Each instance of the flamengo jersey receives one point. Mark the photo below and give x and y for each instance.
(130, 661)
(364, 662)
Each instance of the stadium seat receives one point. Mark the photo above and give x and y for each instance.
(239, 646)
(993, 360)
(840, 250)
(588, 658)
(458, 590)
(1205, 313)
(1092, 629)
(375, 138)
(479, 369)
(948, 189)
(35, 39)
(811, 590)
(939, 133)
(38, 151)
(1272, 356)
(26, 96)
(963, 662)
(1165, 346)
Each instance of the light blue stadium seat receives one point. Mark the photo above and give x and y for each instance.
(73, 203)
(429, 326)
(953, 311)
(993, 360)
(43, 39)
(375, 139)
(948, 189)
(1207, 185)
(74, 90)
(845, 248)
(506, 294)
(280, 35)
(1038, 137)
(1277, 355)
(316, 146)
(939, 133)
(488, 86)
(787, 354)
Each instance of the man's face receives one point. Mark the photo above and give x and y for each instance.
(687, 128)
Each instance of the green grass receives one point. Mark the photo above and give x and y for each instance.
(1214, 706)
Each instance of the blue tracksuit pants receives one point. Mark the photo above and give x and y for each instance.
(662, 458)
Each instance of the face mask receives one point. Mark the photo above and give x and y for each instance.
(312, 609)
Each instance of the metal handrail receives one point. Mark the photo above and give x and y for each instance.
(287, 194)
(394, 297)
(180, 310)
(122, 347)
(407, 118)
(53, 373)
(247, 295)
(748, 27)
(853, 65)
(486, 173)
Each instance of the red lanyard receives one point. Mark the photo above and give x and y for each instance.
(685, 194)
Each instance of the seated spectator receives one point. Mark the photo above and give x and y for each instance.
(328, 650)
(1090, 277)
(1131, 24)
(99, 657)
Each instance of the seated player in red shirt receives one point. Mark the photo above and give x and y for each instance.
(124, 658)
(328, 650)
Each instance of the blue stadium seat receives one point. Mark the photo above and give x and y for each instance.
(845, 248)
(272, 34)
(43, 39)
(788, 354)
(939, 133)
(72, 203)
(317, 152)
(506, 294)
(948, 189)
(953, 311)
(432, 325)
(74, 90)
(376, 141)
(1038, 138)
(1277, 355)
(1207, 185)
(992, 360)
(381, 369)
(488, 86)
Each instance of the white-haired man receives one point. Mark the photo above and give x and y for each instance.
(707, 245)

::::

> **Try it**
Reproduce all data above, unchanged.

> **Answer section**
Each instance of the flamengo jersey receives one point. Mark the photo below and give x and y for each instance.
(130, 661)
(364, 662)
Each instance of the stadium seat receives one point. Mark the photo above and give x and y for each instance.
(239, 646)
(993, 360)
(840, 250)
(588, 658)
(458, 590)
(1205, 313)
(1092, 629)
(375, 138)
(479, 369)
(948, 189)
(35, 39)
(811, 590)
(939, 133)
(38, 151)
(1272, 356)
(26, 96)
(963, 662)
(1165, 346)
Each instance of the light blue stadium seat receives one point. Mark the photo above and give x and y for each instance.
(73, 203)
(429, 326)
(953, 311)
(993, 360)
(43, 39)
(375, 139)
(948, 189)
(1207, 185)
(74, 90)
(845, 248)
(506, 294)
(280, 35)
(1038, 137)
(1277, 355)
(316, 146)
(939, 133)
(488, 86)
(787, 354)
Each instance of the man's face receives one point. Mark the photo above and give x and y for each instance.
(687, 128)
Each instance of the green grass receives one point. Mark the photo above and give x and y for each instance.
(1214, 706)
Each instance of the blue tracksuit pants receives one point. Mark the photo above and give x and y for each instance.
(662, 458)
Each instance of the face mask receives one point. Mark the photo above and give x and y for each instance.
(312, 609)
Each instance of the metal handrail receives one point. Mark the photo above and give x and y for each instance.
(287, 194)
(394, 297)
(180, 310)
(122, 347)
(407, 118)
(53, 373)
(247, 295)
(748, 27)
(853, 65)
(486, 173)
Each instance of the red lanyard receives one point. Mark the photo above and give x and y for each instance.
(685, 194)
Each instance of the seated spectator receives one point. Mark the photo above and give x and y for each instance.
(328, 650)
(1090, 277)
(1131, 24)
(99, 657)
Each instance of the seated player in red shirt receives one point. Mark the photo above and give x and y for each instance.
(124, 658)
(328, 650)
Each instance of the blue stadium seat receives one point. Mark the photo above and give x and y for each instance.
(845, 248)
(272, 34)
(43, 39)
(788, 354)
(939, 133)
(72, 203)
(317, 152)
(506, 294)
(948, 189)
(953, 311)
(432, 325)
(74, 90)
(376, 141)
(1038, 138)
(1277, 355)
(1207, 185)
(992, 360)
(381, 369)
(488, 86)
Each instance of the white-haired man receives one point. Mark the photo above and give x and y for each instance.
(707, 245)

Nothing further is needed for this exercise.